> _OPDRACHTEN_:
[A] Noem alle standpunten die volgens de tekst over de immigratiestop door het VEV en minister Landuyt gedeeld worden of waar het VEV zich achter schaart.
[B] Schrijf de tekst over de immigratiestop verder, te beginnen na de laatste zin.

> _TEKST_:
++++

Haal de wijsheid (niet) uit het buitenland

Vandaag, 13 september, houdt het Vlaams Economisch Verbond (VEV) een pleidooi om de immigratiestop zoals die in de jaren ’70 werd ingevoerd, af te schaffen. Het is niet de eerste keer dat de Vlaamse werkgeversorganisatie zo’n standpunt inneemt. Het VEV stuit echter steevast op een njet van Vlaams minister van Werkgelegenheid Renaat Landuyt (SP). Dat blijkt uit een dubbelgesprek tussen Philippe Muyters van het VEV en de minister.

Het VEV blijft argumenten aanhalen om te komen tot een minder restrictief immigratiebeleid. Het verwijst daarbij onder andere naar de globalisering van de economie, waarbij een deel van de arbeidsmarkt sowieso internationaal wordt. Bovendien geraken talloze vacatures in knelpuntberoepen niet of nauwelijks opgevuld. Vooral in hun zoektocht naar hooggeschoolden zijn sommige bedrijven de wanhoop nabij.

Maar immigratie is geen fetisj voor het VEV. Het heeft wel oren naar de voorkeur van minister Landuyt voor opleiding van de in Vlaanderen wonende bevolking. Immigratie is voor het VEV het laatste instrument om iets te doen aan de toenemende spanningen op de arbeidsmarkt. Werkgeversorganisatie en minister delen ook de standpunten tegen discriminatie op de werkvloer en voor een gelijkekansenbeleid. Dat blijkt alvast uit de nieuwe brochure Diversiteit op de bedrijfsagenda, die het VEV vandaag, 13 september, voorstelt. In de brochure vertolken 29 managers en kaderleden hun mening over de wijze waarop discriminatie in bedrijven vermeden kan worden en de integratie van allochtonen op de werkvloer vlot kan verlopen.

RENAAT LANDUYT (VLAAMS MINISTER VAN WERKGELEGENHEID). “Het VEV komt altijd met gefundeerde argumenten, maar ze zullen mij niet van mening doen veranderen. Ik ben nog altijd voor een migratiestop. Er is immers nog zeer veel werk te geven aan lokale mensen die er recht op hebben. De eerste migratiegolf was een antwoord op een onmiddellijke vraag en zorgt nog altijd voor maatschappelijke problemen. Als het waar is dat we pas met demografische problemen zullen kampen vanaf 2010, dan betekent dit dat we nog tijd hebben om gelijke kansen te geven aan de mensen die nu in België aan de kant staan. Trouwens, met de toetreding van Midden-Europa tot de Europese Unie zal er automatisch een nieuwe migratiegolf op gang komen. Het zal niet nodig zijn om de regels aan te passen.

++++

(Gegevens met puntannotaties)
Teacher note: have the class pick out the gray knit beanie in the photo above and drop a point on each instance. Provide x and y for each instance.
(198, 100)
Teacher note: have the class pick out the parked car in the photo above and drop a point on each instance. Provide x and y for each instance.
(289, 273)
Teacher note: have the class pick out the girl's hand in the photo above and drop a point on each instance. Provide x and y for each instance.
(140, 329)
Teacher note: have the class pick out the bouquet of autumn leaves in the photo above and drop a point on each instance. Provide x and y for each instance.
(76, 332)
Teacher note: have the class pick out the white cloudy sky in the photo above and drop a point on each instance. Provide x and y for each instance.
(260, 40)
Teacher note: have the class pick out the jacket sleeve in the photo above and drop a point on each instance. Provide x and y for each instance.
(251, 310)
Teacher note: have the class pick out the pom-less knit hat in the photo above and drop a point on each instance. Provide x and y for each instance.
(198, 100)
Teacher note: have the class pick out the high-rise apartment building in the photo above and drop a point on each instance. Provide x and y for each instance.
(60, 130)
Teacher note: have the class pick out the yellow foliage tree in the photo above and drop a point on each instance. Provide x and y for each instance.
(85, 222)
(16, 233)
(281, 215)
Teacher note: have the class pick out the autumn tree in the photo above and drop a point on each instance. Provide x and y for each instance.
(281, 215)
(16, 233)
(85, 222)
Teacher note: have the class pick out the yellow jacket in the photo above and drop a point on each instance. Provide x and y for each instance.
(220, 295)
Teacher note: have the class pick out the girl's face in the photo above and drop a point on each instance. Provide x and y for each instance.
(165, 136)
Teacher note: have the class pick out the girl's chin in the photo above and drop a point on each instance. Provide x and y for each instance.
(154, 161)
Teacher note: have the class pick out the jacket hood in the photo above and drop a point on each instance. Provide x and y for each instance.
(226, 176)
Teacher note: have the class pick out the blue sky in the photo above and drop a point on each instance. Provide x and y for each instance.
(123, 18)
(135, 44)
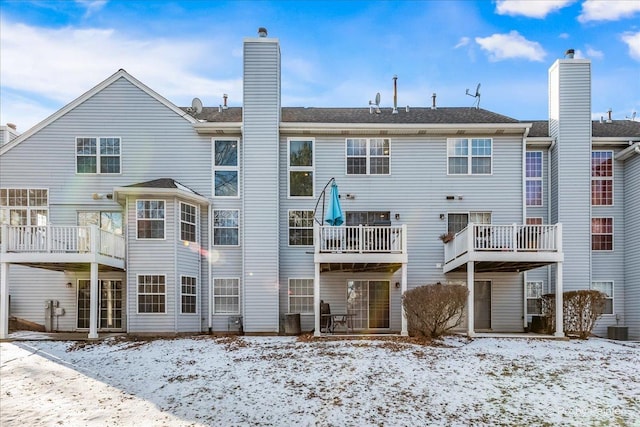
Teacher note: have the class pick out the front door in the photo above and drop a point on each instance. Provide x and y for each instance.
(482, 304)
(368, 302)
(110, 303)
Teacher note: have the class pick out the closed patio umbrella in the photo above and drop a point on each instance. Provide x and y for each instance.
(334, 210)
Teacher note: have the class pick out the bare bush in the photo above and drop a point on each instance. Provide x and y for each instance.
(580, 311)
(432, 310)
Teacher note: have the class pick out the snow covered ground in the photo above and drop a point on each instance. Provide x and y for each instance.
(283, 381)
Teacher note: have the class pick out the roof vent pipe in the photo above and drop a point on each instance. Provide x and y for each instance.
(395, 95)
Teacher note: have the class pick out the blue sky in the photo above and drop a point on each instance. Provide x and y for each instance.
(334, 53)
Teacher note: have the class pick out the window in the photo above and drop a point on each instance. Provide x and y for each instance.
(607, 288)
(534, 297)
(301, 296)
(368, 156)
(188, 291)
(226, 296)
(534, 178)
(98, 155)
(107, 221)
(24, 206)
(151, 294)
(188, 214)
(225, 168)
(150, 219)
(301, 168)
(469, 156)
(602, 178)
(301, 228)
(601, 234)
(457, 222)
(225, 227)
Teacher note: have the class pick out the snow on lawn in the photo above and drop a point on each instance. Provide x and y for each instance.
(285, 381)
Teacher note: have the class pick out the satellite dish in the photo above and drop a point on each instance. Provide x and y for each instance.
(196, 106)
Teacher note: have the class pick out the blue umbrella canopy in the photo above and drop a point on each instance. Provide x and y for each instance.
(334, 210)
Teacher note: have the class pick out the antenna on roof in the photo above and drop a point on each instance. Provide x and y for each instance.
(196, 107)
(476, 96)
(376, 103)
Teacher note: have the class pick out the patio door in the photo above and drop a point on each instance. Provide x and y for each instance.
(368, 301)
(110, 303)
(482, 304)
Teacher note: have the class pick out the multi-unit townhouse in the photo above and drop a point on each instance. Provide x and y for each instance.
(124, 212)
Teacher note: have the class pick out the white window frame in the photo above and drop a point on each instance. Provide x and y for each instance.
(469, 156)
(290, 227)
(595, 286)
(6, 206)
(138, 294)
(185, 222)
(537, 179)
(528, 298)
(612, 234)
(224, 168)
(298, 281)
(184, 294)
(368, 156)
(214, 296)
(311, 169)
(604, 178)
(164, 220)
(214, 227)
(98, 155)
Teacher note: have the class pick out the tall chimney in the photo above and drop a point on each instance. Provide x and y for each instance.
(395, 95)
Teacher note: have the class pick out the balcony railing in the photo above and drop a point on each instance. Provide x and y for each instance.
(361, 239)
(505, 238)
(62, 239)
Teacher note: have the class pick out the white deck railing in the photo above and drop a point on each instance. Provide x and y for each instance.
(510, 238)
(361, 239)
(62, 239)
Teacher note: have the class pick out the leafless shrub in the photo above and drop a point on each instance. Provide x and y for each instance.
(432, 310)
(580, 311)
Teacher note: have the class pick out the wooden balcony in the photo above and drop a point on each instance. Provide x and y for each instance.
(504, 248)
(360, 248)
(62, 247)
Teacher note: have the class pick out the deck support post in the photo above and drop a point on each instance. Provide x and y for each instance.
(93, 302)
(470, 299)
(4, 299)
(403, 288)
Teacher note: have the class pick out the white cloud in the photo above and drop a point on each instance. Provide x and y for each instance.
(594, 54)
(633, 41)
(60, 64)
(511, 46)
(464, 41)
(611, 10)
(528, 8)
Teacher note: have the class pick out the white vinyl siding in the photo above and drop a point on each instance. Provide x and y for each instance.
(469, 156)
(607, 288)
(366, 156)
(98, 155)
(226, 296)
(225, 168)
(301, 296)
(150, 219)
(301, 169)
(152, 294)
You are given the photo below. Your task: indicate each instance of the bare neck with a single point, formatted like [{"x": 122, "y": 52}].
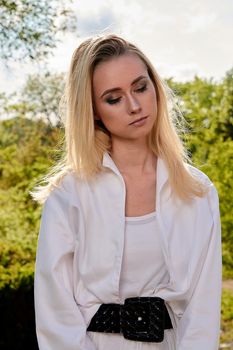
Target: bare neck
[{"x": 133, "y": 158}]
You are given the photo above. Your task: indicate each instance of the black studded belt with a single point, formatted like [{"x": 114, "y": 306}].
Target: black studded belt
[{"x": 141, "y": 319}]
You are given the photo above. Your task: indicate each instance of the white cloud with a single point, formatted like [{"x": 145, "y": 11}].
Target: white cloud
[{"x": 183, "y": 38}]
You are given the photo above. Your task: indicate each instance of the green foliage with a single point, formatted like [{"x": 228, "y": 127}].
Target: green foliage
[
  {"x": 208, "y": 110},
  {"x": 227, "y": 316},
  {"x": 30, "y": 145},
  {"x": 25, "y": 153},
  {"x": 29, "y": 28}
]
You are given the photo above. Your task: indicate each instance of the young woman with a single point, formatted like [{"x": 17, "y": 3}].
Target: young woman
[{"x": 129, "y": 251}]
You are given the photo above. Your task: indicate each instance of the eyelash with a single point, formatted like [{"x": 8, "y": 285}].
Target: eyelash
[{"x": 117, "y": 100}]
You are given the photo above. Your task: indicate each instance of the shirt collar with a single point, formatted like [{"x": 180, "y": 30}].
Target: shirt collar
[{"x": 162, "y": 172}]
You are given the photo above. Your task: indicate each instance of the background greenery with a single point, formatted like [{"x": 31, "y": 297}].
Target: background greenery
[{"x": 30, "y": 142}]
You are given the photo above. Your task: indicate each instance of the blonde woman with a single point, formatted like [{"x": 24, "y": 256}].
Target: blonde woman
[{"x": 129, "y": 250}]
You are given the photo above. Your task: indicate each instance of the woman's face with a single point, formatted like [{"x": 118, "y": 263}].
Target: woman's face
[{"x": 124, "y": 97}]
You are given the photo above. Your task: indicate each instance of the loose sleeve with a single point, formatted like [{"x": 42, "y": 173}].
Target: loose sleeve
[
  {"x": 199, "y": 326},
  {"x": 59, "y": 322}
]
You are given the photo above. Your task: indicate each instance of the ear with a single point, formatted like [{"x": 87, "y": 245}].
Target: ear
[{"x": 96, "y": 117}]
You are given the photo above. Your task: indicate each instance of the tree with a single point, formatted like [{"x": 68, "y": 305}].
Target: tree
[{"x": 29, "y": 28}]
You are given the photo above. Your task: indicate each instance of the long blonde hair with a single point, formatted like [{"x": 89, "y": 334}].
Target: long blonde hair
[{"x": 86, "y": 140}]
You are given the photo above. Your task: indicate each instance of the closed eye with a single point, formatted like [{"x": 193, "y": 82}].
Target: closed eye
[
  {"x": 113, "y": 101},
  {"x": 142, "y": 88}
]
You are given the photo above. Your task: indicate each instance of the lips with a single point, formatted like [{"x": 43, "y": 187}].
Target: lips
[{"x": 137, "y": 120}]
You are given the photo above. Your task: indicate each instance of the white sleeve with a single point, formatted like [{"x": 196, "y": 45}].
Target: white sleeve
[
  {"x": 199, "y": 326},
  {"x": 59, "y": 322}
]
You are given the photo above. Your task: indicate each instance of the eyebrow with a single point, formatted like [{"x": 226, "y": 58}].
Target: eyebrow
[{"x": 118, "y": 88}]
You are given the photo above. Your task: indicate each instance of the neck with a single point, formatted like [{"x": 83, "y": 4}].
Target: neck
[{"x": 133, "y": 157}]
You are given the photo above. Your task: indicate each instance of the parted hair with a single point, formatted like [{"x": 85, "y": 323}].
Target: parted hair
[{"x": 86, "y": 139}]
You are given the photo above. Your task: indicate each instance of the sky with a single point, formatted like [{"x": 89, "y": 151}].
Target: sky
[{"x": 182, "y": 38}]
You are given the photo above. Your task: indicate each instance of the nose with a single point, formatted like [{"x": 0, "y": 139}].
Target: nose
[{"x": 134, "y": 106}]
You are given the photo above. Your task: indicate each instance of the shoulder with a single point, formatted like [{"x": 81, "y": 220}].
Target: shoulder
[
  {"x": 211, "y": 192},
  {"x": 199, "y": 175},
  {"x": 65, "y": 191}
]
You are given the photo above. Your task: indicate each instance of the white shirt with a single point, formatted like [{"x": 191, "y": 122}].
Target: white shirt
[
  {"x": 143, "y": 265},
  {"x": 80, "y": 252}
]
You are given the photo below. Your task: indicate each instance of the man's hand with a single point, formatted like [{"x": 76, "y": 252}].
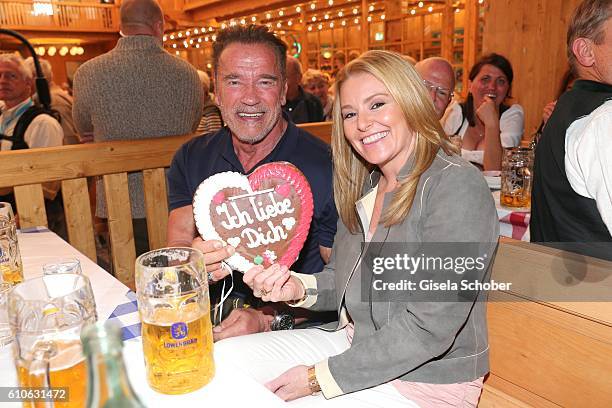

++++

> _GEGEVEN ANTWOORDEN_:
[A]
- De voorkeur voor opleiding van de in Vlaanderen wonende bevolking
- Het standpunt tegen discriminatie op de werkvloer
- Het standpunt voor een gelijkekansenbeleid

[B]
“Het stoort me dat het VEV politieke standpunten inneemt waarachter economische kortetermijnbelangen schuilen. Wie de wetgeving nu aanpast, ondermijnt onze economische structuur. Als je vandaag zegt dat we informatici nodig hebben uit India, dan betekent dit dat we niet investeren in lokale werknemers. Daar wil ik verandering in brengen. Nu worden we eigenlijk verplicht aandacht te besteden aan de opleiding van de werknemers in Vlaanderen. Als we dat kunnen volhouden, hebben we mensen met dezelfde vaardigheden als de Indiërs die je naar hier wil halen. Het is trouwens vreemd dat je de deskundigheid uit landen wil halen, die minder welvarend zijn dan het onze.

“Je moet ook voorzichtig zijn: er heerst momenteel een krapte op de arbeidsmarkt, maar wie zegt dat die zal blijven duren? Er wordt overal geherstructureerd. Ik wacht de cijfers van september af, dat wordt een cruciale maand.”

PHILIPPE MUYTERS (VEV). “Ik kan het gedeeltelijk eens zijn met de minister. Wij hebben ook nooit gevraagd dat men de immigratiestop zomaar opheft. Het VEV ijvert ook voor opleiding en doorstroming. Er zijn echter knelpuntberoepen die al jaren met een structureel tekort kampen en ik vang nergens signalen op die op een verandering wijzen. Voor die beroepen willen we een debat voeren met overheid en vakbonden. Als blijkt dat er een blijvend tekort is, kunnen we zeggen: in die beroepscategorieën is aanvulling via immigratie nodig.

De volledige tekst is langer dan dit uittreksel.